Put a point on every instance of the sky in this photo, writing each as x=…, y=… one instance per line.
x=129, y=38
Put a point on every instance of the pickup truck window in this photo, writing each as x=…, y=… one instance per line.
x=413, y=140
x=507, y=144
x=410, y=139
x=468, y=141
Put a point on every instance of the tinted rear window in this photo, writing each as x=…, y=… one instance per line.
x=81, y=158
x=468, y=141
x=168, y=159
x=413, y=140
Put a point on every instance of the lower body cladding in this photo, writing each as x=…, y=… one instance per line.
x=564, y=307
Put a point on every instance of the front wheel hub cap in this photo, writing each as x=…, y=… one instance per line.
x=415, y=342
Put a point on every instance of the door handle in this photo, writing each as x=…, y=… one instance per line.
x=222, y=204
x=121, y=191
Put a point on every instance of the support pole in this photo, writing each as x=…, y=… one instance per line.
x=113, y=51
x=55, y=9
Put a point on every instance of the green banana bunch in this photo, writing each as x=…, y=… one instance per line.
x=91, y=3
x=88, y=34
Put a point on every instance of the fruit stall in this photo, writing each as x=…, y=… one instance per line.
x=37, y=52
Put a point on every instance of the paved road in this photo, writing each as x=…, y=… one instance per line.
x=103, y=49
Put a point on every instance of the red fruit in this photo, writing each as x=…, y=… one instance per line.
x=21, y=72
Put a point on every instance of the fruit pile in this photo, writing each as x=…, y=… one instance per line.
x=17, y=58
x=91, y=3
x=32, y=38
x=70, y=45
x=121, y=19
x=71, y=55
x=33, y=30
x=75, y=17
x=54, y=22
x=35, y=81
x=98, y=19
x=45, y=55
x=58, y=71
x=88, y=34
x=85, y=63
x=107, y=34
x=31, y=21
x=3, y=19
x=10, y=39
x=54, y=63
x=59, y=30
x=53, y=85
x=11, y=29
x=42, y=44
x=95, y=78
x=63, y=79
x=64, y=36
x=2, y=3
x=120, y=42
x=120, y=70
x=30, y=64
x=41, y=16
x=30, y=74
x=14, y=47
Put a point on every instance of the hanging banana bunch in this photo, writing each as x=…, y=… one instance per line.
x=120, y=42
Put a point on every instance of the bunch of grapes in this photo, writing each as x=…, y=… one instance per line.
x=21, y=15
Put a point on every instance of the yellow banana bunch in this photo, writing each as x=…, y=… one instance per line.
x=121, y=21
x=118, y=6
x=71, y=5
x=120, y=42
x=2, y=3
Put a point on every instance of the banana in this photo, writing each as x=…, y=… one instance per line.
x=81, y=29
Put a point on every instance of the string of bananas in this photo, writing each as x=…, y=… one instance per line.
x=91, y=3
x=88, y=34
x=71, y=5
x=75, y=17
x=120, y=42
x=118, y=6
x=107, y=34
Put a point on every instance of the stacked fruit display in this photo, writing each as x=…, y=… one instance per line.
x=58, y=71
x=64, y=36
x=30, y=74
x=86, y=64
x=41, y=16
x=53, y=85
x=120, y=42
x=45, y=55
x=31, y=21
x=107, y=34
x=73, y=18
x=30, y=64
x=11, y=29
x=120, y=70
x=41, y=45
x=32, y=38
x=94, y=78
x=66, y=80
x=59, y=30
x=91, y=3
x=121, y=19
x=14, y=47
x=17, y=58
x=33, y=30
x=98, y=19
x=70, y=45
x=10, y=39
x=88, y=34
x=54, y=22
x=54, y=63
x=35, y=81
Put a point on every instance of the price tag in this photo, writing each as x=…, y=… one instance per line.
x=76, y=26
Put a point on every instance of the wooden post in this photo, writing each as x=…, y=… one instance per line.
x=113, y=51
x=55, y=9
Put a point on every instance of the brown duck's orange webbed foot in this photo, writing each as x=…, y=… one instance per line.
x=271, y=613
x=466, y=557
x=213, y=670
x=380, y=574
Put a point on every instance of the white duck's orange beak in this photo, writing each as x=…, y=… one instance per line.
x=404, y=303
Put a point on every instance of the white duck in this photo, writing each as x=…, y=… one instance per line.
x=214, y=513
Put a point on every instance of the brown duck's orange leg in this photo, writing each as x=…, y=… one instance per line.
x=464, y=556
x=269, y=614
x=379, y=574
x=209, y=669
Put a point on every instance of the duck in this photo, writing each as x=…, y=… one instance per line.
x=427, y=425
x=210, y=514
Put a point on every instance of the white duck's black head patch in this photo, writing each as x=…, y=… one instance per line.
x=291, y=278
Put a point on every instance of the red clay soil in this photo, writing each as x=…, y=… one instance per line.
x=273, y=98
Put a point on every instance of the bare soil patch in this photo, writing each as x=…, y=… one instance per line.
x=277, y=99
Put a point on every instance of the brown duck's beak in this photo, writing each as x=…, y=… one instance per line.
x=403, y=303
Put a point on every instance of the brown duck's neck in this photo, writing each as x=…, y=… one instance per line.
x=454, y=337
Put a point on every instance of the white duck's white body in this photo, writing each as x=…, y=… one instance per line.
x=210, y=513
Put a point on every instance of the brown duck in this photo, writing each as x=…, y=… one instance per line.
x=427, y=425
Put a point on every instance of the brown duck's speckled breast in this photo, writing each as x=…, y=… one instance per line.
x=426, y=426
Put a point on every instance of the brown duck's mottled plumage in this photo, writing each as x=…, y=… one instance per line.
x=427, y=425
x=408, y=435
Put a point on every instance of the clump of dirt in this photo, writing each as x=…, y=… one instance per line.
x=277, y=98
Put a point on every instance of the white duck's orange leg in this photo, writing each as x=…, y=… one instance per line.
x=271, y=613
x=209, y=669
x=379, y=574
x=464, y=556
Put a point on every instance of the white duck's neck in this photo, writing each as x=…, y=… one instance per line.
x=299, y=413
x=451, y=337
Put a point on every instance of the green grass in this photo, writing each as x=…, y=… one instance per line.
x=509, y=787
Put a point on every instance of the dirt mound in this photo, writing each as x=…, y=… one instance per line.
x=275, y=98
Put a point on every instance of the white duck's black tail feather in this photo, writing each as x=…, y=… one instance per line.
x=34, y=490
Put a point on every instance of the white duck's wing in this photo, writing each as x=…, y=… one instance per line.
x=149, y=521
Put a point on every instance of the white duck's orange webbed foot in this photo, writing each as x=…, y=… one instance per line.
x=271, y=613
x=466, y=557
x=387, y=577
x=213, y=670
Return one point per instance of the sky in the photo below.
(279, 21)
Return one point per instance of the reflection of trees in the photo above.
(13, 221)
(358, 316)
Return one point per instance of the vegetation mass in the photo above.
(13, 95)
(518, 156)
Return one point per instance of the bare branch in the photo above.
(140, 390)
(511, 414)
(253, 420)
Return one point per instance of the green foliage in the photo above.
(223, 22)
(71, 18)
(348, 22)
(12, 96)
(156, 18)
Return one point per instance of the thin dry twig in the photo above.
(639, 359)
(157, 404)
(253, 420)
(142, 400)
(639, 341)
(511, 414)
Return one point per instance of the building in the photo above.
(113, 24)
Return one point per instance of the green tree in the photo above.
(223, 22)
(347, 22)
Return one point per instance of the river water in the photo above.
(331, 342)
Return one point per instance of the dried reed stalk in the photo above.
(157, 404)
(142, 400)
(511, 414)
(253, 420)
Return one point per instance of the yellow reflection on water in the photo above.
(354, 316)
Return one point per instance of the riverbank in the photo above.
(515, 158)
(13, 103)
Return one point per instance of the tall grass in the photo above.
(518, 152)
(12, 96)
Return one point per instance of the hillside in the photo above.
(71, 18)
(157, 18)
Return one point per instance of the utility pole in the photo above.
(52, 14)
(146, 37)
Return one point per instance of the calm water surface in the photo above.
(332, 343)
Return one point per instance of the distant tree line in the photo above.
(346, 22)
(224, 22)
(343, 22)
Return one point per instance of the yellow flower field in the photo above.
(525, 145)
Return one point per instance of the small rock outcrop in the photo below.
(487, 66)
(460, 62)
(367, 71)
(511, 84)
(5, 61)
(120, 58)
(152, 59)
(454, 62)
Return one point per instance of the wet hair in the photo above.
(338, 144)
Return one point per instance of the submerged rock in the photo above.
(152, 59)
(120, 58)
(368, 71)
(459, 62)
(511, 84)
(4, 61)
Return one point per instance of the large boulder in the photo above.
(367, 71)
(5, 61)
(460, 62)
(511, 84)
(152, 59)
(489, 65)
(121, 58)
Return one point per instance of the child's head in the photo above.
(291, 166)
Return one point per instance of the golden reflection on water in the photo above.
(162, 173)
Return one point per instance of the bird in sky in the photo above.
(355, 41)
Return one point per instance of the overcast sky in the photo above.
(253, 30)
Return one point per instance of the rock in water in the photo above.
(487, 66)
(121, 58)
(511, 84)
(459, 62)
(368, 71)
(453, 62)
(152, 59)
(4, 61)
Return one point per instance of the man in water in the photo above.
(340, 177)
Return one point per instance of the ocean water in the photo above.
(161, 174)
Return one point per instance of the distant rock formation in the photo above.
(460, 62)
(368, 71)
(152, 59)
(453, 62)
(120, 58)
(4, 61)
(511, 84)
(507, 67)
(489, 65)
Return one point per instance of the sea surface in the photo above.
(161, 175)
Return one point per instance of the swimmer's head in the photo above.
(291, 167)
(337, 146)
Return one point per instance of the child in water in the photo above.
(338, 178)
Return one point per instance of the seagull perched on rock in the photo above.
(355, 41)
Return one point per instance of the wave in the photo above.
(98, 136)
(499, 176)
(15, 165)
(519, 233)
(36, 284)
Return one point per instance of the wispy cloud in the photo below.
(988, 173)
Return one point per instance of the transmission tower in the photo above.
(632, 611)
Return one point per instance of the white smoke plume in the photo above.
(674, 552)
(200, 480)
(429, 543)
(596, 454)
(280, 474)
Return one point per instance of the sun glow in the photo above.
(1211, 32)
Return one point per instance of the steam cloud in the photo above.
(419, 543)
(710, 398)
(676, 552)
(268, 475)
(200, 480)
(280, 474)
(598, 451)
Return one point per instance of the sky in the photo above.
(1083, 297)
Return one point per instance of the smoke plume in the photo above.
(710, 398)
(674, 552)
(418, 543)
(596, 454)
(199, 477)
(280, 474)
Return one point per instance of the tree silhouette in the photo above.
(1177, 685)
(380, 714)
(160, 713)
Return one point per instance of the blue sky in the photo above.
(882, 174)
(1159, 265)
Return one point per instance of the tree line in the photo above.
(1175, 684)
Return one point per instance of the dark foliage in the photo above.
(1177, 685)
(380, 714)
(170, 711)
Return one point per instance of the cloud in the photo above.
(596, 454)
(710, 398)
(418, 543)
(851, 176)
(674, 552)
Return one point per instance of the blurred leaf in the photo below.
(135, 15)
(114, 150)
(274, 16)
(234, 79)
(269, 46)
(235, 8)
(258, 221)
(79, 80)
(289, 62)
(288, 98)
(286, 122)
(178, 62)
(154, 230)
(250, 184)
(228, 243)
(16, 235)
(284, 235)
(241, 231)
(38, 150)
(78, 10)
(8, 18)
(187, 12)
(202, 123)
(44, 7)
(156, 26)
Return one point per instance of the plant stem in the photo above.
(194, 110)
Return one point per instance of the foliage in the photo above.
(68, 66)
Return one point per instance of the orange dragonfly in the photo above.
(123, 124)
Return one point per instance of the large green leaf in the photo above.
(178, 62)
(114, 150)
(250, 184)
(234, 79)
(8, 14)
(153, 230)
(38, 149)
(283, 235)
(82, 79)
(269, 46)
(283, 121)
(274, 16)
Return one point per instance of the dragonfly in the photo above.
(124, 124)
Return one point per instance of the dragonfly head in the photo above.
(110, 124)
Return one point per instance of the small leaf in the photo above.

**********

WHAT IS REQUIRED
Nothing but the lines from the one with "Return one point per instance of the plant" through the final line of the data belongs in the answer, and they must match exactly.

WRITTEN SOLUTION
Return one point per instance of the plant stem in the photo above.
(194, 110)
Return one point per instance of the foliage in the photo above.
(68, 66)
Return one point per instance of the orange dragonfly in the photo above.
(123, 124)
Return one point per instance of the large green leaf in the photo above.
(178, 62)
(114, 150)
(250, 184)
(234, 79)
(8, 14)
(153, 230)
(38, 149)
(283, 235)
(82, 79)
(269, 46)
(283, 121)
(274, 16)
Return one point per instance of the dragonfly in the photo above.
(124, 124)
Return one point per instance of the dragonfly head in the photo above.
(110, 124)
Return one point per instance of the small leaf in the photo above.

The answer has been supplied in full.